Records from a collection:
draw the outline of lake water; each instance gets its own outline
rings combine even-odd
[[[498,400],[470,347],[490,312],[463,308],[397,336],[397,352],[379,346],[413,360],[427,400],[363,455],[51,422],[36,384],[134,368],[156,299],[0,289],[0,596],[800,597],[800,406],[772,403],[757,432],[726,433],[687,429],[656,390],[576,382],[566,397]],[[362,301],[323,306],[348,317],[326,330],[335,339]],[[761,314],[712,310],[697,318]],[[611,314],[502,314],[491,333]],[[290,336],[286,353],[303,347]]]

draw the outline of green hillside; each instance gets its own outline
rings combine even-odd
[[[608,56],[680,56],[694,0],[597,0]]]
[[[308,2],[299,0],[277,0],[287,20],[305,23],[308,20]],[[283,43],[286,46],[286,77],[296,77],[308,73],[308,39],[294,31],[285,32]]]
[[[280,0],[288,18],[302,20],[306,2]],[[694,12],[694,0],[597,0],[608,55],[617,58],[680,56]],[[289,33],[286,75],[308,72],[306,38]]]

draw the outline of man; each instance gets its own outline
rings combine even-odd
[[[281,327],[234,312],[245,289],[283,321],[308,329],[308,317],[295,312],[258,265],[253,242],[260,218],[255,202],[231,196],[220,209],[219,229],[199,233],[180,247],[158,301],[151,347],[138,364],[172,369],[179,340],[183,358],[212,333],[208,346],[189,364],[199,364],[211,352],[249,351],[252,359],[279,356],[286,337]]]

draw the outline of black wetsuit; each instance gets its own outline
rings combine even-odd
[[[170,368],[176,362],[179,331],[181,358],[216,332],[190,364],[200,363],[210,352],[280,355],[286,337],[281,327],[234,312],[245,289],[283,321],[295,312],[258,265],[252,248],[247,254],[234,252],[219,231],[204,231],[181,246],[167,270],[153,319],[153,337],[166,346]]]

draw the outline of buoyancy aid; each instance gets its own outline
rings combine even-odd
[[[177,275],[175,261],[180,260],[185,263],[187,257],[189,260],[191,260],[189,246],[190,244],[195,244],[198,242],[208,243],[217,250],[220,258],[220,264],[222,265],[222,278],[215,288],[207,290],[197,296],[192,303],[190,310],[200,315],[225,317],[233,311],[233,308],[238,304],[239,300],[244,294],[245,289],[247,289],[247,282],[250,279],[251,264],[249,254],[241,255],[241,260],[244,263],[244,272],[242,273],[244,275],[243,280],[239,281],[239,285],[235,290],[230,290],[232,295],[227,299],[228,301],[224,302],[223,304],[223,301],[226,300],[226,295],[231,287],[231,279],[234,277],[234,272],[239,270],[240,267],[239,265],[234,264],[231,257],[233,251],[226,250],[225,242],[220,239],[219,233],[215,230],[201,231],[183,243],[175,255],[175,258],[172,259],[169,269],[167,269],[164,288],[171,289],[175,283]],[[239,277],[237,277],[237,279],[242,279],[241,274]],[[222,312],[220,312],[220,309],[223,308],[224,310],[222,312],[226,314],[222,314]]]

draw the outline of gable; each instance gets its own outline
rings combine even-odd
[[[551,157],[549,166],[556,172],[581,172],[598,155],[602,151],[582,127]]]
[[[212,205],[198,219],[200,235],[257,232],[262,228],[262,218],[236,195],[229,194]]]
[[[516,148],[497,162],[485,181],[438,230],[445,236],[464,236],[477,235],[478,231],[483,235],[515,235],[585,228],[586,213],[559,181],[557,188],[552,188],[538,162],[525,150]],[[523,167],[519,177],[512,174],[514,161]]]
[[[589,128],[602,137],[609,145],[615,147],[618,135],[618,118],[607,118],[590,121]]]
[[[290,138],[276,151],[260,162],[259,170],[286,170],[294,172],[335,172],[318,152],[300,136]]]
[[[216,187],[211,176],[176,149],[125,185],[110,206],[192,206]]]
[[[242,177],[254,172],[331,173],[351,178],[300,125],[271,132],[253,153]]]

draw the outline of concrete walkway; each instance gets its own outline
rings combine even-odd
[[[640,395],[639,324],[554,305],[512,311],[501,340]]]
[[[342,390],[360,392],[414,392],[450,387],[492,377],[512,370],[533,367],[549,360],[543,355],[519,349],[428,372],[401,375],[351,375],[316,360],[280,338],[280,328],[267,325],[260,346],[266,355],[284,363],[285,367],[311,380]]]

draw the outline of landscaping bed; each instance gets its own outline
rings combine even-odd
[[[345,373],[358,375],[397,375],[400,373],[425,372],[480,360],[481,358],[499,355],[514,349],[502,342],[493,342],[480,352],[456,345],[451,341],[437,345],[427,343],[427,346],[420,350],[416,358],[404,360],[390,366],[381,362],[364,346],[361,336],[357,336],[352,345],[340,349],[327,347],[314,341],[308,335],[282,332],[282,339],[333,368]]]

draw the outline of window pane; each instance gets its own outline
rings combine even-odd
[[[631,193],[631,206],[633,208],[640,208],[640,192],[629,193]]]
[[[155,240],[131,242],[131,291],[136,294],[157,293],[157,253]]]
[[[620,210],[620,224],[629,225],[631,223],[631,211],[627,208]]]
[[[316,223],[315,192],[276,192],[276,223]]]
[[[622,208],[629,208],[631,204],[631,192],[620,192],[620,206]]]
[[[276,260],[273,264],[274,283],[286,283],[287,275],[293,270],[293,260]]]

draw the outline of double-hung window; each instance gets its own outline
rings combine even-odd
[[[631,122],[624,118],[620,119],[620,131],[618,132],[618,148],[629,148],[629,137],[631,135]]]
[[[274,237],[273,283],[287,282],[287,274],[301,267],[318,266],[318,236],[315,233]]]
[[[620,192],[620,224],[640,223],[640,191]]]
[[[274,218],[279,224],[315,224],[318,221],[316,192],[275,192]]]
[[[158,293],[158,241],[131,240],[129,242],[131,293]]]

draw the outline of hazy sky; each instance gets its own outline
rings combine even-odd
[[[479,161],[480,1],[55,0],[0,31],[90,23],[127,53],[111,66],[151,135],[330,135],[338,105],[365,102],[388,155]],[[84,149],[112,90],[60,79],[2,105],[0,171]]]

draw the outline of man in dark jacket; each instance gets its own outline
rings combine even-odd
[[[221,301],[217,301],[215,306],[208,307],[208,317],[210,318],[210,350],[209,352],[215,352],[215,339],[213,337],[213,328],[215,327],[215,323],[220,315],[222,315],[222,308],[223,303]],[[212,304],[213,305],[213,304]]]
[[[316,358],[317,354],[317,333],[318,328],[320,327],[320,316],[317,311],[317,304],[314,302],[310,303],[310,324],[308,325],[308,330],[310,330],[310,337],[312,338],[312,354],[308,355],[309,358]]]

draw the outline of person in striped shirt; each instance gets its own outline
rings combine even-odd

Your assignment: Your answer should be a single number: the count of lines in these records that hold the string "window".

Solution to this problem: 2